Reading passage
- - -

An experimental study of solar cooker performance with thermal concentrator system by spot Fresnel lens

Authors

DOI:

https://doi.org/10.15587/1729-4061.2020.208638

Keywords:

Fresnel lens, solar cooker, solar energy, solar cooking pot, receiver, conical cavity, temperature, heat removal factor, optical efficiency factor

Abstract

The study to investigate the thermal performance of solar cooker using a spot Fresnel lens for concentrators of solar thermal energy is conducted.

The main objectives of the present work are:

a) to develop a new design of the cooking pot of solar cooker as an absorber of solar thermal from a spot Fresnel lens;

b) to analyze the relationship of several temperature parameters in the cooking pot with the thermal efficiency of the Fresnel solar cooker (FSC);

c) to conduct field test by heating test and cooling test to obtain a performance characteristic of FSC.

- - -

Dataset extract
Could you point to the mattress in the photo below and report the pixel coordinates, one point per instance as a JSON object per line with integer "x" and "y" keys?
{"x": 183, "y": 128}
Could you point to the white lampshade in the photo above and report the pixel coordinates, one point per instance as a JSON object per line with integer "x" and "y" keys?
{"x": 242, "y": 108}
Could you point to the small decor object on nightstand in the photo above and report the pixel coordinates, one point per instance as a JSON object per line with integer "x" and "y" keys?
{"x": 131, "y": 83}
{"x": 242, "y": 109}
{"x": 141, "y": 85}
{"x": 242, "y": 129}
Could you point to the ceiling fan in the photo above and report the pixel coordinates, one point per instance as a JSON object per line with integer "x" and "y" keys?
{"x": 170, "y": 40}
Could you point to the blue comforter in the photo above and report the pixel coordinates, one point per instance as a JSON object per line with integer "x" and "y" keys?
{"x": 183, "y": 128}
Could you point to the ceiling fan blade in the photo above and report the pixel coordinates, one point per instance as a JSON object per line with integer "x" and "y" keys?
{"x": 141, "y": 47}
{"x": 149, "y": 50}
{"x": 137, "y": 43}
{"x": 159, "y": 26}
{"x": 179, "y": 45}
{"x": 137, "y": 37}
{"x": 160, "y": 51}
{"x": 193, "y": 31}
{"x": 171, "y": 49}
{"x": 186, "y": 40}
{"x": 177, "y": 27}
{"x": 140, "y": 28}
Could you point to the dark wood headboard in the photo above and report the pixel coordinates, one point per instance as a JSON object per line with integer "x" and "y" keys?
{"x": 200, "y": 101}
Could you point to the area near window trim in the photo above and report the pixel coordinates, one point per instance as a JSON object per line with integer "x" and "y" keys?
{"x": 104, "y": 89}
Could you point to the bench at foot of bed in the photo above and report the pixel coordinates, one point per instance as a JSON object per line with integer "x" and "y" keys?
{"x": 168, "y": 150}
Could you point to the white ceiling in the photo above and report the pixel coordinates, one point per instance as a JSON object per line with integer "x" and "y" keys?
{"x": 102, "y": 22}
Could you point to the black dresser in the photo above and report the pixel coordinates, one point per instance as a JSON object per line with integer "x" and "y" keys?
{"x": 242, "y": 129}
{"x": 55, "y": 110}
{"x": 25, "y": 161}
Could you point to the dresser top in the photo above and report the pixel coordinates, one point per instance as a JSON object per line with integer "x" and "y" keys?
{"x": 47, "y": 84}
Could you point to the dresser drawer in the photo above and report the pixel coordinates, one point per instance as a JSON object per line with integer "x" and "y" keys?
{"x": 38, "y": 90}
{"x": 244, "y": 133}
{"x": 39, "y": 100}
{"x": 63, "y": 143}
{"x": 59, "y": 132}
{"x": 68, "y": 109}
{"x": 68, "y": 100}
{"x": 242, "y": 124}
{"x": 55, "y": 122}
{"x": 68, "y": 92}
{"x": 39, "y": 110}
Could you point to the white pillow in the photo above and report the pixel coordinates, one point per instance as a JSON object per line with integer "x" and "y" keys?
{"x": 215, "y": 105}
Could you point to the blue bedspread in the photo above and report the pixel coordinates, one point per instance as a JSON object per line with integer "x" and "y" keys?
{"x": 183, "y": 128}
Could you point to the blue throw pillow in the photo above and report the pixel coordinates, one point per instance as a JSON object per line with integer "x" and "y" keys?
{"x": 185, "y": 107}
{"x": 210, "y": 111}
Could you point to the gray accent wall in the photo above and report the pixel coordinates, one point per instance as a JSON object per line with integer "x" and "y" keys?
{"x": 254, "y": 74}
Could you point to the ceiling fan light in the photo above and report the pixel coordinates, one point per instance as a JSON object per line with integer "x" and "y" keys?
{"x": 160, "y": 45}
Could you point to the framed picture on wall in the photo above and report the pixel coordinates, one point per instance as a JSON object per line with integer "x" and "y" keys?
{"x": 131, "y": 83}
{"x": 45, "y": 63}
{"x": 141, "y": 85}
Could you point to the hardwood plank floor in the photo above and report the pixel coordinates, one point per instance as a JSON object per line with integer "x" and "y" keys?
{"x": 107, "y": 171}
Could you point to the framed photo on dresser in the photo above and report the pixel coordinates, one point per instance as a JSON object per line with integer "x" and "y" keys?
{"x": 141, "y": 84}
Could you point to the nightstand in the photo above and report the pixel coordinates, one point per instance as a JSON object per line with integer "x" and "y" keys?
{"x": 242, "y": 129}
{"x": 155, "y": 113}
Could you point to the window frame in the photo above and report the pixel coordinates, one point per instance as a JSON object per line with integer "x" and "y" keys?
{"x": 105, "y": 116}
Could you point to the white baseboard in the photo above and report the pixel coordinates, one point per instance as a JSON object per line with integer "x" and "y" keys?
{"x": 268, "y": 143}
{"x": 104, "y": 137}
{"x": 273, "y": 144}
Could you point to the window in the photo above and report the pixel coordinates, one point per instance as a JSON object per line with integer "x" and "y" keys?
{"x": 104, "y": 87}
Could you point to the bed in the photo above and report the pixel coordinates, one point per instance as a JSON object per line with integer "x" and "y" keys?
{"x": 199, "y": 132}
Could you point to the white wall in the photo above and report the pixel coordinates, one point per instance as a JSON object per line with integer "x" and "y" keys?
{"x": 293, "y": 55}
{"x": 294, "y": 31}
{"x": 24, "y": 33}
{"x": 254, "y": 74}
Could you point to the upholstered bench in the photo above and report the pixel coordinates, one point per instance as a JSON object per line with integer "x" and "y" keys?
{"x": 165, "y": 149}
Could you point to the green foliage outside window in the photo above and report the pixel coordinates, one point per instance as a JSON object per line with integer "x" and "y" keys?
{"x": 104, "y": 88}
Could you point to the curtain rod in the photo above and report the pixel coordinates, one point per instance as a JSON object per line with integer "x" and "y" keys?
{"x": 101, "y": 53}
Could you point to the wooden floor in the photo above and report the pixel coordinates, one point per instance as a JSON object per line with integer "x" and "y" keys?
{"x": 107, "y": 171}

- - -

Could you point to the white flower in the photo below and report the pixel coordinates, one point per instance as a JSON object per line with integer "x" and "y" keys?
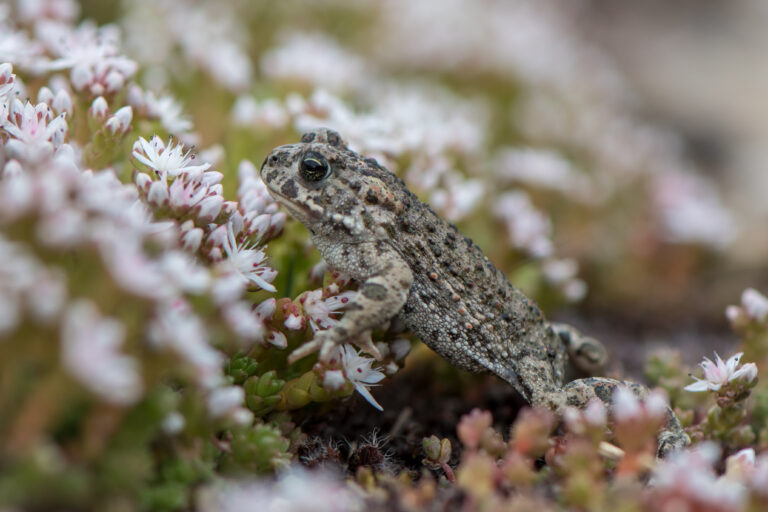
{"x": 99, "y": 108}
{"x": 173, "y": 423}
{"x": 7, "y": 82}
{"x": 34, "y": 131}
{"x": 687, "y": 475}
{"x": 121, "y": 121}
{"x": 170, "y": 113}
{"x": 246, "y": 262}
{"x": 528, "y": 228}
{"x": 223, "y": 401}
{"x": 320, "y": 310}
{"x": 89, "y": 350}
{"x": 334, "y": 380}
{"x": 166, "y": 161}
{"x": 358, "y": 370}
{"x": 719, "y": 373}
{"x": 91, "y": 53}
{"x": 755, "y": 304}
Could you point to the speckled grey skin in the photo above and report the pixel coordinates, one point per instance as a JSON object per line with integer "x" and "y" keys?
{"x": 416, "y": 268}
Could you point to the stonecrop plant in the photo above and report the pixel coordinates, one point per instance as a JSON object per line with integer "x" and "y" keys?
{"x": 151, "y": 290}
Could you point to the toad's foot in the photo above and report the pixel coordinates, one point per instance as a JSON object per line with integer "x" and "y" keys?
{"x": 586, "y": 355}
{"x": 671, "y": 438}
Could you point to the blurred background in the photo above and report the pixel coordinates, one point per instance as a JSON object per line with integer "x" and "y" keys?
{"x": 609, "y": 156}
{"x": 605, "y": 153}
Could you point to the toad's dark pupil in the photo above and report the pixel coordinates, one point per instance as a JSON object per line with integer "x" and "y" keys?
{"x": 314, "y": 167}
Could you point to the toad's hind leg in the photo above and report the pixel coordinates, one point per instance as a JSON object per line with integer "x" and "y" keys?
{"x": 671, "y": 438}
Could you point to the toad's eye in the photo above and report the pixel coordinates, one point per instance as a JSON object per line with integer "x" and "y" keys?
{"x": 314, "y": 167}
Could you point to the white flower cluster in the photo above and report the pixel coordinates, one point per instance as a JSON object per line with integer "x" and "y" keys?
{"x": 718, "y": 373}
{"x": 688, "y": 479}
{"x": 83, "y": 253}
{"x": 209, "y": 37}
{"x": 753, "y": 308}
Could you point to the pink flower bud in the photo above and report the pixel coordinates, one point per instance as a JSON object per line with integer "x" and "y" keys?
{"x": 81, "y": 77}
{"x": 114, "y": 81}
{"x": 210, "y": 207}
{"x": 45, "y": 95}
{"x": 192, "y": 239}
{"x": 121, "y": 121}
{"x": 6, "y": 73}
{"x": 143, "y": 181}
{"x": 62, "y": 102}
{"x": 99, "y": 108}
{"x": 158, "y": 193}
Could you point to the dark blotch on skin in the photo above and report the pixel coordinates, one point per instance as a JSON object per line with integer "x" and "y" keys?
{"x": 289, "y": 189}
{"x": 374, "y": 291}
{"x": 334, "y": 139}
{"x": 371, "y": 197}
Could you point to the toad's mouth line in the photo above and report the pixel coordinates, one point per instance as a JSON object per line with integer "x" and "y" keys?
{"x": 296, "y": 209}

- - -

Tasks to perform
- a) Summarize the solar cooker abstract in two sentences.
- b) Locate every line of the records that contains the string "foot", and copy each one out. Matching is case-sensitive.

Responses to the exercise
- a) The study investigates the thermal performance of a solar cooker that uses a spot Fresnel lens to concentrate solar thermal energy. Its objectives are to develop a new cooking pot design that absorbs solar heat from the lens, to analyze how several temperature parameters in the pot relate to the thermal efficiency of the Fresnel solar cooker (FSC), and to conduct heating and cooling field tests to obtain the cooker's performance characteristic.

- b)
Could you point to the bench at foot of bed in the photo above and report the pixel coordinates, one point per instance as a JSON object per line with integer "x" and "y" keys?
Could you point to the toad's foot in the photo above and report the pixel coordinates, one point per instance as a JSON object per line with integer "x" and "y" keys?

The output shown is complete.